▶ EXERCISE BRIEF:
Put the part of the listing below that opens with the line containing "In this exercise you will locate the tail" and closes with the line containing "point(143, 69)" into a numbered list. Leave out any blank lines.

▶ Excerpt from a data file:
⟨

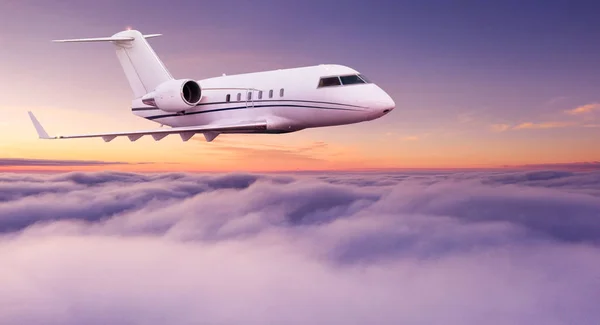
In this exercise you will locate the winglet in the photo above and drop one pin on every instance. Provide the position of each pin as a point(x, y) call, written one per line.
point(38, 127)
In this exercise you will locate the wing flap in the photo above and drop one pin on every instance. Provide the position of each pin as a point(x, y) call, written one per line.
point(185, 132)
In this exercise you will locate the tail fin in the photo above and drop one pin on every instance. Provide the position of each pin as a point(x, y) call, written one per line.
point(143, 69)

⟩
⟨

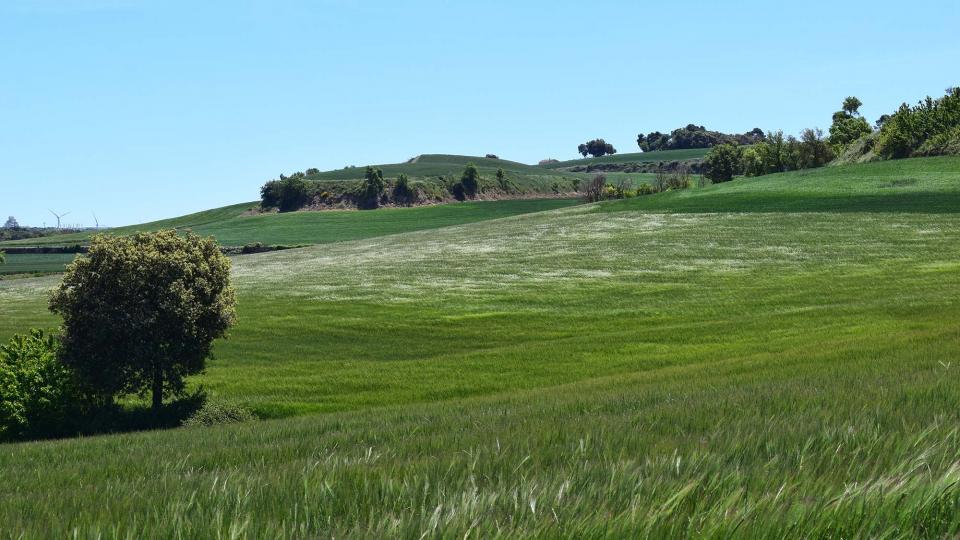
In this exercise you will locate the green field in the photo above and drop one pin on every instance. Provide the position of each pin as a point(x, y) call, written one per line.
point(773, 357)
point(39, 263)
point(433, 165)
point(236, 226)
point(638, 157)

⟩

▶ RESPONSE:
1. In this exercise you will locate the tail fin in the photo above and drop one pin on every instance. Provide the position of each pin as a point(x, y) call, written one per line.
2. point(143, 69)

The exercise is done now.